What you will do
Search the records for "feather". Copy every line where it appears.

Dataset entries
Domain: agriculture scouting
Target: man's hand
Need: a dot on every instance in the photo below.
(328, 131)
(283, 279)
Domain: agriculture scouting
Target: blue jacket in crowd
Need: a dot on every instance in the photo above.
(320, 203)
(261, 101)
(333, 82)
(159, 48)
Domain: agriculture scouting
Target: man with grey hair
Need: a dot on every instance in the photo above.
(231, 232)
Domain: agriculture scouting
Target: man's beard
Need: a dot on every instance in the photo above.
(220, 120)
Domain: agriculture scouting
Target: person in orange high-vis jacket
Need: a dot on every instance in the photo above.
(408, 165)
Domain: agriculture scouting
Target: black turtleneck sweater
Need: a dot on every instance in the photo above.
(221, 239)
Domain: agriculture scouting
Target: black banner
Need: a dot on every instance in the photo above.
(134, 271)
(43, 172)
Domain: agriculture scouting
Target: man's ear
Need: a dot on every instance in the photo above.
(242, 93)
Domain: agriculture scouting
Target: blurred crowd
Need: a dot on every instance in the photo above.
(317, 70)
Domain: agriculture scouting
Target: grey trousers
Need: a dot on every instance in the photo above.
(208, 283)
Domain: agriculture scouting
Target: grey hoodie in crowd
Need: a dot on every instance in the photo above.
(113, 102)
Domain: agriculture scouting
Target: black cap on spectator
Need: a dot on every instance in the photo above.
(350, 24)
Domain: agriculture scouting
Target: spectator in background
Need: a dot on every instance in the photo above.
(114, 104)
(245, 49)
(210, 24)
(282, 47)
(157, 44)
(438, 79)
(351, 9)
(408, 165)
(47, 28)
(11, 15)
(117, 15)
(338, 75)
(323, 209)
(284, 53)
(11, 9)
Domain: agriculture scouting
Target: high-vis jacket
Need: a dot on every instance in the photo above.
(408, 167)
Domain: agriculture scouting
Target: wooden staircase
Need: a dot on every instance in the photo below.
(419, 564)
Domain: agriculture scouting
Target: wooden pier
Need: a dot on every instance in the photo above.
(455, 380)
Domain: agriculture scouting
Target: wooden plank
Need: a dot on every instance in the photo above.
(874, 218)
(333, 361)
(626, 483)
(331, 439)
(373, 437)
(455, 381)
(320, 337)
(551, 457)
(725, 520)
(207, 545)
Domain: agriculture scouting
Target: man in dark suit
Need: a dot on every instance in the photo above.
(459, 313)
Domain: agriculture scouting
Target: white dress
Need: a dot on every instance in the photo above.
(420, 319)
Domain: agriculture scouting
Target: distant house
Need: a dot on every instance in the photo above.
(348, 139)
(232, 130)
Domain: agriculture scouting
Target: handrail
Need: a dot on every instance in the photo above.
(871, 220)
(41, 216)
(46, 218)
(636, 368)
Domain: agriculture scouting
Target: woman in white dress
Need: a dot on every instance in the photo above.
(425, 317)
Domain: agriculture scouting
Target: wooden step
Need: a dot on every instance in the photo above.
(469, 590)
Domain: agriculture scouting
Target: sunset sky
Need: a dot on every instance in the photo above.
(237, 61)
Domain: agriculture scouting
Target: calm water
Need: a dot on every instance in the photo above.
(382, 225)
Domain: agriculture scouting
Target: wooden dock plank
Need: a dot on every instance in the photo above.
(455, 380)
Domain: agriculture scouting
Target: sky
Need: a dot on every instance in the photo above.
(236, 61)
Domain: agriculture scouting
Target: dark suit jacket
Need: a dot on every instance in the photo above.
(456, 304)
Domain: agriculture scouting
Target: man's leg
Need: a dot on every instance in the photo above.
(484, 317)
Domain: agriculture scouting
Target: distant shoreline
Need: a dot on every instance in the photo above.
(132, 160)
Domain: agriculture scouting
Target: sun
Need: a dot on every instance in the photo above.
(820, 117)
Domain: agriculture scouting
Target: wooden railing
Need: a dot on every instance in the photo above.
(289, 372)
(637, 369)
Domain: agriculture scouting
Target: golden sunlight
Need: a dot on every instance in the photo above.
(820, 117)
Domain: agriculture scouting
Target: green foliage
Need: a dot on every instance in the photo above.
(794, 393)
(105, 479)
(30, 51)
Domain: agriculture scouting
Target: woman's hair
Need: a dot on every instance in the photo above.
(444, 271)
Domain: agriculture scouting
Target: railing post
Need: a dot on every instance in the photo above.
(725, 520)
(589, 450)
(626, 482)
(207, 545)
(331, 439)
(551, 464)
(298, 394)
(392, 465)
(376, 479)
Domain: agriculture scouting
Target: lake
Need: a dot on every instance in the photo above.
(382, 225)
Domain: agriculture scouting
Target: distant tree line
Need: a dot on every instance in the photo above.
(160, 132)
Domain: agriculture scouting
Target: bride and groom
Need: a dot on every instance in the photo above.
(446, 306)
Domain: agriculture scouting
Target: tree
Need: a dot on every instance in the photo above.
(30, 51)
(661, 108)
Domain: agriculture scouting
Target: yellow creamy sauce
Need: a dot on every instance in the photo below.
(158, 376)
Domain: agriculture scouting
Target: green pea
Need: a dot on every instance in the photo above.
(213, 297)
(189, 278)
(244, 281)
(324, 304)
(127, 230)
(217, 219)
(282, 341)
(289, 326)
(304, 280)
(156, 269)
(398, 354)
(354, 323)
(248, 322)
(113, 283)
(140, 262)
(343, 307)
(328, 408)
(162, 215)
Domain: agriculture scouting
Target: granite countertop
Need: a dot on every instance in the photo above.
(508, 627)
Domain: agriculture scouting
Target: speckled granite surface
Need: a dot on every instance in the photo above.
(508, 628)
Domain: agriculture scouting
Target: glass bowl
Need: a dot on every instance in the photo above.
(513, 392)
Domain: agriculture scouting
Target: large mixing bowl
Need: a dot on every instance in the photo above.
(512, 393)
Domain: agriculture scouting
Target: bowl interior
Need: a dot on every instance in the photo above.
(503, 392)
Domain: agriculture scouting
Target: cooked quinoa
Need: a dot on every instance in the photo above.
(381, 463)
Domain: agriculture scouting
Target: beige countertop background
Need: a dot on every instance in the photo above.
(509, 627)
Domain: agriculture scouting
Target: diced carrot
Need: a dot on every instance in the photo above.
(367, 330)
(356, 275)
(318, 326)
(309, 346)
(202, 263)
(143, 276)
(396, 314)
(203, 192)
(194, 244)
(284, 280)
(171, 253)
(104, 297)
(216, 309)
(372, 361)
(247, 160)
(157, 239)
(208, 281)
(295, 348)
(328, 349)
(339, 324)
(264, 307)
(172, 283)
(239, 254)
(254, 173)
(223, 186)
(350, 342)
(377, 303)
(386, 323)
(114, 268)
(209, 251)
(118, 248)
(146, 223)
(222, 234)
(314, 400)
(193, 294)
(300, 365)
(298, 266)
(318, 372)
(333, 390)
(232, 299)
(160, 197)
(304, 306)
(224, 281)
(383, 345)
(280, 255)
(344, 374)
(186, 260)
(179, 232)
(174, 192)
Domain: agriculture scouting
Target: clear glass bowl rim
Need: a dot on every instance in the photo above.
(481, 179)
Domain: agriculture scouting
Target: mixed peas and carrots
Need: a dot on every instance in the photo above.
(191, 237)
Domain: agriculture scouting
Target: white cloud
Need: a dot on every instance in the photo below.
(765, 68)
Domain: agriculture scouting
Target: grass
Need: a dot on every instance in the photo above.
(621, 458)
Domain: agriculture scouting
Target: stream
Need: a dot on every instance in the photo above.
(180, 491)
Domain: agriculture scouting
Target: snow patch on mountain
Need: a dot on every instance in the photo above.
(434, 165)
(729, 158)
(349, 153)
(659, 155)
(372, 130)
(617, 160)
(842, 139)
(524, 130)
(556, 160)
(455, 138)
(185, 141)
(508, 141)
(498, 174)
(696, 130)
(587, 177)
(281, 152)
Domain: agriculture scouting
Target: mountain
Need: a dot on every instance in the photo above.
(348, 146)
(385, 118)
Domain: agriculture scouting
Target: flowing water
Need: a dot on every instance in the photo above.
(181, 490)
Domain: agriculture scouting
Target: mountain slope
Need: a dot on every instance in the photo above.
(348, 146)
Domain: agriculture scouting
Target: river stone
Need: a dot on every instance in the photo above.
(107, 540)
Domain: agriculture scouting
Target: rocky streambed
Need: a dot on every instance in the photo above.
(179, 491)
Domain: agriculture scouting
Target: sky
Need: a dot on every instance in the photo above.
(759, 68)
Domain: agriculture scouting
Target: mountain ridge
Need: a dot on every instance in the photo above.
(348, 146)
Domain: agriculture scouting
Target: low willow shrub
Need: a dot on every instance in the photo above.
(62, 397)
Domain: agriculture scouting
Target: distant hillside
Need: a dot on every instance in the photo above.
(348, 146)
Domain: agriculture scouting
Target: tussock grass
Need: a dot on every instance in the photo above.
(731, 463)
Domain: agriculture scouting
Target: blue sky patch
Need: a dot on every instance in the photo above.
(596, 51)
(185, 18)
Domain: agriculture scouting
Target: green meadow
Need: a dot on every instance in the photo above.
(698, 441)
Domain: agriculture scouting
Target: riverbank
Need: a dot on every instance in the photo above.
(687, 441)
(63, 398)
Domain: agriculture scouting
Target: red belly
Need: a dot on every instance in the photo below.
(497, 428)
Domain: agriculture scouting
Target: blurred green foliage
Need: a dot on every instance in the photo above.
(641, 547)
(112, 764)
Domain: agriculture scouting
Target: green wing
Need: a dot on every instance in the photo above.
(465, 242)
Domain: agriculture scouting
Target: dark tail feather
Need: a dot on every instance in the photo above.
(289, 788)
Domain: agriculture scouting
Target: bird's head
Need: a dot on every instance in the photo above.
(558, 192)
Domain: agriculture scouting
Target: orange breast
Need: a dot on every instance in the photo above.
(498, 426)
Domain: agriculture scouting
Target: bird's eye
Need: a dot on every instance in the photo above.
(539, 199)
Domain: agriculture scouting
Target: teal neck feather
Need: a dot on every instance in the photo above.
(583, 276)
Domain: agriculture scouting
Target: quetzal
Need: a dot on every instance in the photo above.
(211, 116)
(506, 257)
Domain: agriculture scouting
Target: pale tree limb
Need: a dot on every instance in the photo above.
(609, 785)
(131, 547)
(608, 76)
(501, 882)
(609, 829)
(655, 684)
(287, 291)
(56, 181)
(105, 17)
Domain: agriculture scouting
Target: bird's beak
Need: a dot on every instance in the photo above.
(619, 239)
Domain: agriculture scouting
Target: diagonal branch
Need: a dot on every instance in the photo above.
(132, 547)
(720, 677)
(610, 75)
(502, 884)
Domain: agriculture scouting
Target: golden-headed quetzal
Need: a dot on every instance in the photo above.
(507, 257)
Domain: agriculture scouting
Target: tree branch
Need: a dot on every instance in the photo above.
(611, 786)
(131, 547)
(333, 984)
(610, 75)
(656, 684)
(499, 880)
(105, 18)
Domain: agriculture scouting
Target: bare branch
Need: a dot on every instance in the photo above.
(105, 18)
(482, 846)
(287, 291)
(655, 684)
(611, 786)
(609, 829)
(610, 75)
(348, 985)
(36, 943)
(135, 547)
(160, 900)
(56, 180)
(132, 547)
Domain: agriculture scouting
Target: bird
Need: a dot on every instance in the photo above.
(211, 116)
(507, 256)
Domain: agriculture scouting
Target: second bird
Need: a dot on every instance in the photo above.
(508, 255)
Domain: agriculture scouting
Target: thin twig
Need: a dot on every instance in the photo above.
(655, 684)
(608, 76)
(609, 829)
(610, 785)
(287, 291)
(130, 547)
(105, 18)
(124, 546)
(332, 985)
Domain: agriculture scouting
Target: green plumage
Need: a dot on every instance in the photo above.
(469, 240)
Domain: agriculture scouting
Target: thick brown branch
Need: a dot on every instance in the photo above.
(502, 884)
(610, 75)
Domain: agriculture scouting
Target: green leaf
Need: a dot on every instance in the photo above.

Answer space
Target: dark tail feather
Target: teal neck feather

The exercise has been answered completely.